>> START TEXT BLOCK

It took me awhile to realize we were failing in Iraq. At first, despite what I considered a healthy skepticism, I thought we might just be able make it work. From May 2003 to June 2004, I had a grunt’s-eye view of the occupation, and even as late as January 2004 I held out hope. Yes, there was a growing insurgency, but many Iraqis seemed optimistic and supportive: they just wanted security, stability, and jobs. Sure, disbanding the Iraqi army put hundreds of thousands of men out on the street and de-Baathification left the government crippled, but there was such a powerful grassroots enthusiasm for democratic self-determination that a new order seemed almost inevitable. Okay, all that stuff about WMDs was a lot of smoke and mirrors, but we were building schools and helping small businesses—that was real, right?
By February I was dubious. By March I was worried. By April, after four U.S. mercenaries were killed and hung from a bridge in Fallujah, I knew we were flailing. By May, after reports of American torture at Abu Ghraib, I knew we’d lost.
Watching the war drag on for another seven years, watching the recent rise of ISIS, watching Iraq break apart into fragments and get sucked into the Syrian Civil War, I’ve thought a lot about how to make sense of my experience there, how my narrow perspective on the ground connected to bigger institutional and political realities, and what the whole debacle taught me. I like to think that if I can learn something from an experience, however awful, then some part of it might be redeemed. I like to believe that we can learn, adapt, and, even if we never achieve perfection, at least be better than we are.
If Iraq offered anything, it offered a lesson in political maturity. It taught me that good intentions matter a lot less than bad habits. It taught me that an organization was only as capable as its mid-level managers. It taught me that top-down directives don’t matter much without grassroots buy-in, and that grassroots agitation doesn’t matter much without systemic change. It taught me that politicians, business leaders, careerists, and hacks always tell the same story, the same story that always has the same happy ending, and it’s always some kind of a lie. It taught me that the real story was almost always about conflicting motives, miscommunication, greed, stupidity, and inertia. It taught me that the news back home almost always got the story wrong.
On this Veterans Day, as American soldiers redeploy to Iraq, redeploy to Afghanistan, and now head for Syria, these reflections are much on my mind. They’re on my mind every time I read a new story about ISIS. They’re on my mind as I watch the presidential election. But most of all, over and above everything else, they’re on my mind when I think about global climate change.

>> END TEXT BLOCK

### INSTRUCTIONS
1) Summarize the Iraq essay in two sentences.
2) In the Iraq essay, what April event made the writer realize the U.S. was flailing?
3) Print the passage of the Iraq essay between "If Iraq offered" and "the story wrong.", inclusive.

>> START SUPPLIED INFORMATION

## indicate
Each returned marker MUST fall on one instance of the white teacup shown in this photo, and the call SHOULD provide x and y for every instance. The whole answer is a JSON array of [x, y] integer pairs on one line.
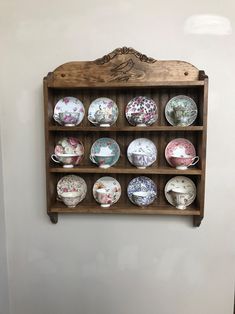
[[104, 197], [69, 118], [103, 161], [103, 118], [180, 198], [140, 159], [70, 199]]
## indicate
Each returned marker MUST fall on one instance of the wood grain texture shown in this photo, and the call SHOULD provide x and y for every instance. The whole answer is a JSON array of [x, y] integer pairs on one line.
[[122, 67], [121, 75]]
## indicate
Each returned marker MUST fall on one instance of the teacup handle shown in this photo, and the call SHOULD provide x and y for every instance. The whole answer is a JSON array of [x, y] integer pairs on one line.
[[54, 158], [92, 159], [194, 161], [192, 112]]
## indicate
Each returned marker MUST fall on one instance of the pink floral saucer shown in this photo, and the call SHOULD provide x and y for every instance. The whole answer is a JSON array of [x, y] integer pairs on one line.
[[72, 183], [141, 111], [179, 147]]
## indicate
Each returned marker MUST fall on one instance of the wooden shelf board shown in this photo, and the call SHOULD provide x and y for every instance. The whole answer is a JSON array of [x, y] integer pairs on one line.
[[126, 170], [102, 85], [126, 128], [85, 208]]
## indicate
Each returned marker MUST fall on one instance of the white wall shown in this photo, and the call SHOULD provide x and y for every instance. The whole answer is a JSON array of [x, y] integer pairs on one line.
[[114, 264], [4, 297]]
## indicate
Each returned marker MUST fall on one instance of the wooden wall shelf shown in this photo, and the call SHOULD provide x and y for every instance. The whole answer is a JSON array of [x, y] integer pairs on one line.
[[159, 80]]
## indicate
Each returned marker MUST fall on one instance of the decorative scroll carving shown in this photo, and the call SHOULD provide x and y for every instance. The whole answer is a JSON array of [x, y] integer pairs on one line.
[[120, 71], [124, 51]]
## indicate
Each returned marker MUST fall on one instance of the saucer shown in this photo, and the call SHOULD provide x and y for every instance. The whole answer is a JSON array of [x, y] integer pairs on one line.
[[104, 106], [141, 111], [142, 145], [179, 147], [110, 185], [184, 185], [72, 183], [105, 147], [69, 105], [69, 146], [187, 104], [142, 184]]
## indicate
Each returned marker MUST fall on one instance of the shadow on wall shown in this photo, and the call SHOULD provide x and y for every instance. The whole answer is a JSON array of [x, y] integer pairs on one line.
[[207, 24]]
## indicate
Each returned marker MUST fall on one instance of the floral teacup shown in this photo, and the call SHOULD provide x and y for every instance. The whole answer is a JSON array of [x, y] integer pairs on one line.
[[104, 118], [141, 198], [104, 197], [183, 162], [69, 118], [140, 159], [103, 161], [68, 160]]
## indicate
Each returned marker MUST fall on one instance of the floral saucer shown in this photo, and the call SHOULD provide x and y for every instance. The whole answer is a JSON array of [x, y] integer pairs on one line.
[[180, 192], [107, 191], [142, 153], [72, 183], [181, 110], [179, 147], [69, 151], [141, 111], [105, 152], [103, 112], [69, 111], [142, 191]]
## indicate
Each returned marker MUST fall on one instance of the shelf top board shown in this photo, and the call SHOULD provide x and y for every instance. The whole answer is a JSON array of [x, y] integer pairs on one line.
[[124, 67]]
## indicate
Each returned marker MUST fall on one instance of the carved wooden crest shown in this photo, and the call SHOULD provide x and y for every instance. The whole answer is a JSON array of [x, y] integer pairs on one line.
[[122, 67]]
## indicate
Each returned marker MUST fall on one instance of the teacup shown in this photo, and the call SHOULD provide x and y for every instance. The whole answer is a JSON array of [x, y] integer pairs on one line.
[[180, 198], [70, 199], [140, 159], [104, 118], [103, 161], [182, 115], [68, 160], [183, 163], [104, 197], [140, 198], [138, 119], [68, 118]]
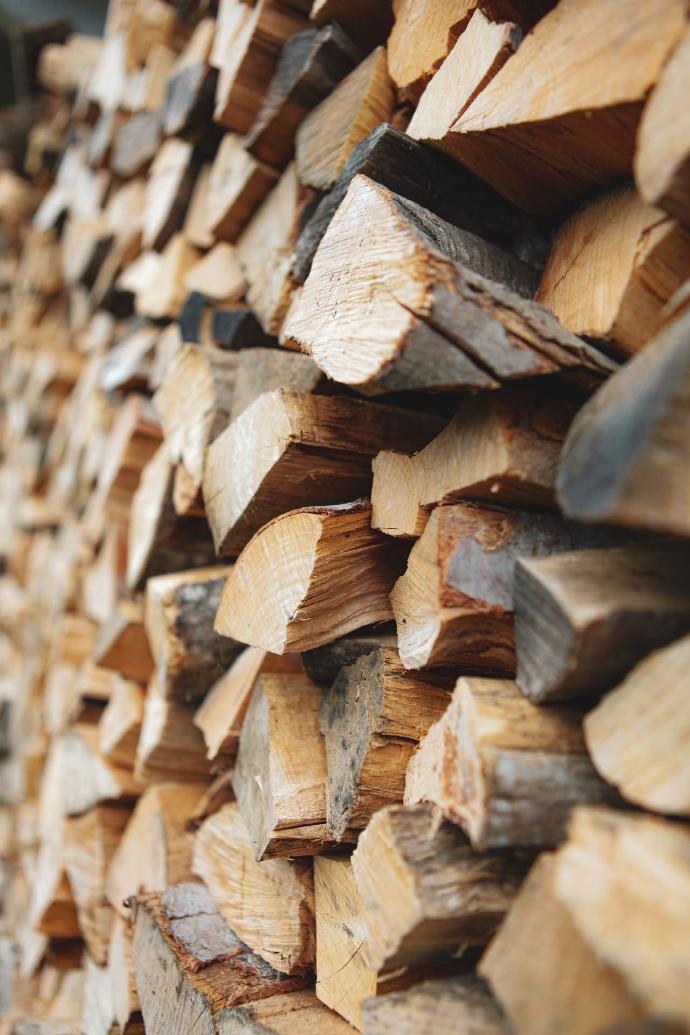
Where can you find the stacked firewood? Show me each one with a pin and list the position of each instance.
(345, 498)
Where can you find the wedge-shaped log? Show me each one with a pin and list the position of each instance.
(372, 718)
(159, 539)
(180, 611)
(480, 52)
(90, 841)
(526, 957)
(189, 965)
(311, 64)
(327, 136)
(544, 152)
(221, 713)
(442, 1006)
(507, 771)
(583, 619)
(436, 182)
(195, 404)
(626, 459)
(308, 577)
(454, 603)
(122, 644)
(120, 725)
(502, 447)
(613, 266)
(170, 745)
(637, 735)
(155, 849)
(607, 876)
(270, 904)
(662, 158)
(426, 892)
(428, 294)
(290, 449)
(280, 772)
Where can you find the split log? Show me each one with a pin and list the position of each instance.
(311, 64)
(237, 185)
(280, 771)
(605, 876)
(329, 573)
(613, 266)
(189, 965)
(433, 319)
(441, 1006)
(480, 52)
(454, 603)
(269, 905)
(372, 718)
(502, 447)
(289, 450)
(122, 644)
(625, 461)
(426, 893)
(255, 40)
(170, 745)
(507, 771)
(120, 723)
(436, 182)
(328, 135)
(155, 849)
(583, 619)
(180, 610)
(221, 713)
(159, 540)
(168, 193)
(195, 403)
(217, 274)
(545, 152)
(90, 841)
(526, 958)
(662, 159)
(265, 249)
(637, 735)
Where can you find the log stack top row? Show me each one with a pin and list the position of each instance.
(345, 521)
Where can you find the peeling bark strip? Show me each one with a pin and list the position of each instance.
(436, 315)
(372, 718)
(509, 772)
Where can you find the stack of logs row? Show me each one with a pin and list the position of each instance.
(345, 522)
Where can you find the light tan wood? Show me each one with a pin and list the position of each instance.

>> END SUPPLIED INFORMATION

### WRITTEN RESPONSES
1) The writer had a ground-level view of the Iraq occupation from May 2003 to June 2004 and went from cautious hope to concluding by May 2004 that the U.S. had lost. In the years since, the writer has drawn lessons in political maturity from Iraq, and on Veterans Day connects those reflections above all to global climate change.

2) Four U.S. mercenaries were killed and hung from a bridge in Fallujah.

3)
If Iraq offered anything, it offered a lesson in political maturity. It taught me that good intentions matter a lot less than bad habits. It taught me that an organization was only as capable as its mid-level managers. It taught me that top-down directives don’t matter much without grassroots buy-in, and that grassroots agitation doesn’t matter much without systemic change. It taught me that politicians, business leaders, careerists, and hacks always tell the same story, the same story that always has the same happy ending, and it’s always some kind of a lie. It taught me that the real story was almost always about conflicting motives, miscommunication, greed, stupidity, and inertia. It taught me that the news back home almost always got the story wrong.